None of the shows that swarmed their way to the top this year were in any way exceptional, path-breaking or successful as crossovers, though two of them were helmed by otherwise dependable auteurs — Rohit Shetty and Sanjay Leela Bhansali. Even directors like Richie Mehta and Abhishek Chaubey whose filmmaking is excellent, came out with Poacher and Killer Soup — both began well but ended up being too intent upon being high-concept and in awe of their narrative trickery. Even when A-listers were brought on board to promote a show they are not in, like Alia Bhatt for Poacher, the effect was limited. 

There are few dependable sources and no broadly-agreed thresholds to determine if a show is a “success” or “failure”. Every platform has its own “trending” section — and the yardstick varies from platform to platform. Success is a marketing strategy and a promotional exercise, with “success parties” often being announced the day of a release. How does one even begin to make sense of “150 million streaming minutes”? A source close to the industry noted, “The shows might have done well, but not as well as what they are talking about.” 

Talking about viewership numbers projected by OTT platforms, a source from the industry said, “I know for a fact that for platforms like JioCinema, it hasn’t worked…the numbers that they talk about now are contentious numbers to start with.”

“[Streaming platforms] should allow an audit, open the numbers to external audits so that we all know what the reality is in terms of watch time and viewership... Because right now you can put on a PR story saying my show is trending in a hundred countries and five billion people have seen it and there’s no way to verify this information. You can technically claim whatever you want,” added a source from the industry who requested anonymity. 

The Next Pivot 

After having created a new set of small-screen celebrities in the early years, Hindi streaming platforms have now gravitated towards existing stars. “We have a proprietary tool called Ormax Stream Track, which captures the Buzz, Reach and Appeal of OTT shows/films. This data shows, that series with the top talent in the film industry, are able to break through the clutter. Many of the non-starcast or low production budget shows struggle to build a strong Buzz pre-launch. Post launch, a strong word-of-mouth helps amplify the marketing buck for such shows. Testing shows helps platforms pre-determine the expected word-of-mouth, based on the Ormax Power Rating, and hence plan their marketing investments for the both pre and post-launch stages,” said Grewal.

At the same time, stars also take advantage of streaming to bury their failures. “Everything is a hit on OTT. I know of stars who prefer certain kinds of films to only come on OTT if they think the film is risky. Because if it … doesn’t work, it is a flop against their name. Here, the PR machinery would make it seem like it worked.” said Sharma.

- PROVIDED MATERIAL -

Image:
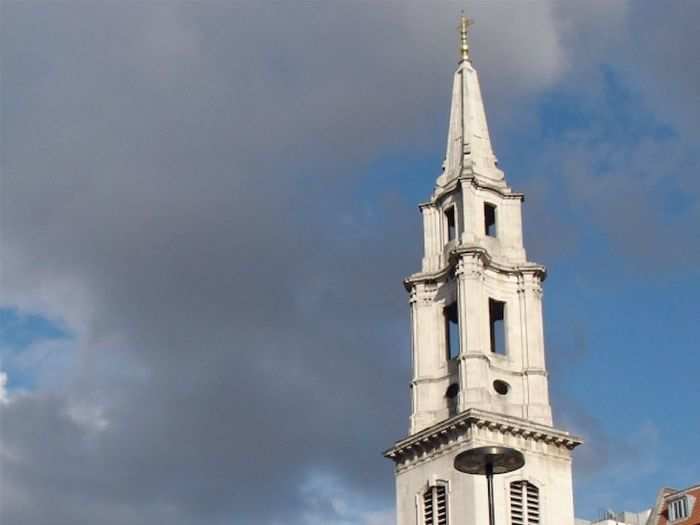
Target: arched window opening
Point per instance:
(451, 396)
(435, 505)
(451, 314)
(451, 223)
(524, 503)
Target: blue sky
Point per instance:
(208, 210)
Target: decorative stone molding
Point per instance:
(532, 270)
(452, 433)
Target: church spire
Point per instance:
(469, 150)
(464, 25)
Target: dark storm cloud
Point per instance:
(178, 183)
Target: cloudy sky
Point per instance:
(207, 209)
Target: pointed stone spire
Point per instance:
(464, 36)
(469, 150)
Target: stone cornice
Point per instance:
(451, 432)
(477, 182)
(486, 259)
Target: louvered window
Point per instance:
(435, 506)
(524, 503)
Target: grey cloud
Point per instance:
(190, 171)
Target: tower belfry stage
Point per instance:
(479, 373)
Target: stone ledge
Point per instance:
(450, 432)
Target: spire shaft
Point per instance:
(464, 25)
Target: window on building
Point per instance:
(678, 509)
(452, 330)
(451, 224)
(451, 397)
(435, 505)
(497, 314)
(490, 219)
(524, 503)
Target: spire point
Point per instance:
(465, 23)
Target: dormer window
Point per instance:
(678, 509)
(490, 219)
(451, 223)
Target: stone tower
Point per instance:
(479, 373)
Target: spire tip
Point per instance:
(464, 25)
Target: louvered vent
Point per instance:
(524, 503)
(435, 506)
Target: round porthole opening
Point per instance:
(501, 387)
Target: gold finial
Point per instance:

- THE TASKS -
[1] In the article on Hindi streaming shows, which A-lister was brought on to promote Poacher?
[2] Which directors does the article on Hindi streaming shows name?

- SOLUTIONS TO EACH TASK -
[1] Alia Bhatt

[2] Rohit Shetty, Sanjay Leela Bhansali, Richie Mehta, Abhishek Chaubey